»»

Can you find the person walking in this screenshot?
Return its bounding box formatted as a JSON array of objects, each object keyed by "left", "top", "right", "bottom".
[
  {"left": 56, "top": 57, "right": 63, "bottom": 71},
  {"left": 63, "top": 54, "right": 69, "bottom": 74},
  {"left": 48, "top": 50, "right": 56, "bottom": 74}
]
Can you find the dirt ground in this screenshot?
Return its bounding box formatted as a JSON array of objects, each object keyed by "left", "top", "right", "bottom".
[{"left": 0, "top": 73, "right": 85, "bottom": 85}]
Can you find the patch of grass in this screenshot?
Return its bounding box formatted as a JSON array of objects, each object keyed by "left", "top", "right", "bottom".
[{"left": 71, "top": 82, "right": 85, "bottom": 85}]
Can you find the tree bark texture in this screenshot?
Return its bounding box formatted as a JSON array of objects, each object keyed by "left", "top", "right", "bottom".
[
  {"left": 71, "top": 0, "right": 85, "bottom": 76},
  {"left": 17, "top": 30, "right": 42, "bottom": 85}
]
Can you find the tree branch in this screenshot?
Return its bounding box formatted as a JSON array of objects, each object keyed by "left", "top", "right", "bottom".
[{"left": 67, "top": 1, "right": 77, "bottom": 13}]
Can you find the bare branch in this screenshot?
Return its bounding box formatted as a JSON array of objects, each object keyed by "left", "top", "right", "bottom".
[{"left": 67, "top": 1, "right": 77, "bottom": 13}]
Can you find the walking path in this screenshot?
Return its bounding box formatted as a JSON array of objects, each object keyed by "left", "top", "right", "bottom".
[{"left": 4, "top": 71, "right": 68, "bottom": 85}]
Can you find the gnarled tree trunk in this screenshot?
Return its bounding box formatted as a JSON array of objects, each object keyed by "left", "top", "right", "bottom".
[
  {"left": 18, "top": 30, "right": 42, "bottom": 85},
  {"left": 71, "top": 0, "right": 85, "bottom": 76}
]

««

**Required work**
Rewrite the material above with every "screenshot" changed to "frame", leaving everything else the same.

**Solution for this task**
Can you find the person walking in this frame?
Return its bounding box formatted as a JSON array of objects, each object keyed by "left", "top", "right", "bottom".
[
  {"left": 56, "top": 57, "right": 63, "bottom": 71},
  {"left": 63, "top": 54, "right": 69, "bottom": 74},
  {"left": 48, "top": 50, "right": 56, "bottom": 74}
]
Can you find the dirt ground in this frame?
Return its bounding box formatted as a JSON array of objects, each object keyed by "left", "top", "right", "bottom".
[{"left": 0, "top": 73, "right": 85, "bottom": 85}]
Can you find the patch of grass in this frame?
Return its bounding box formatted as a JSON array of objects, each object keyed by "left", "top", "right", "bottom".
[{"left": 71, "top": 82, "right": 85, "bottom": 85}]
Can you find the tree bark texture in this frame?
Return its bounding box formatted as a JSON array of objects, each object keyed by "left", "top", "right", "bottom".
[
  {"left": 71, "top": 0, "right": 85, "bottom": 76},
  {"left": 17, "top": 30, "right": 42, "bottom": 85}
]
Can you find the tree branch in this frame?
Return its bounding box formatted as a JSON array of objects, each object keyed by "left", "top", "right", "bottom".
[{"left": 67, "top": 1, "right": 77, "bottom": 13}]
Can you find the bare branch in this frame?
Return its bounding box formatted as a JSON array of objects, each object keyed by "left", "top", "right", "bottom".
[{"left": 67, "top": 1, "right": 77, "bottom": 13}]
Can you find the walking path in this frame?
Return its bounding box formatted as a JSON array of objects, each object keyed by "left", "top", "right", "bottom".
[{"left": 4, "top": 71, "right": 68, "bottom": 85}]
Can you find the gnarled tree trunk in this frame?
Return its bounding box formatted as a JSON array of objects, each object keyed by "left", "top", "right", "bottom".
[
  {"left": 18, "top": 30, "right": 42, "bottom": 85},
  {"left": 71, "top": 0, "right": 85, "bottom": 76}
]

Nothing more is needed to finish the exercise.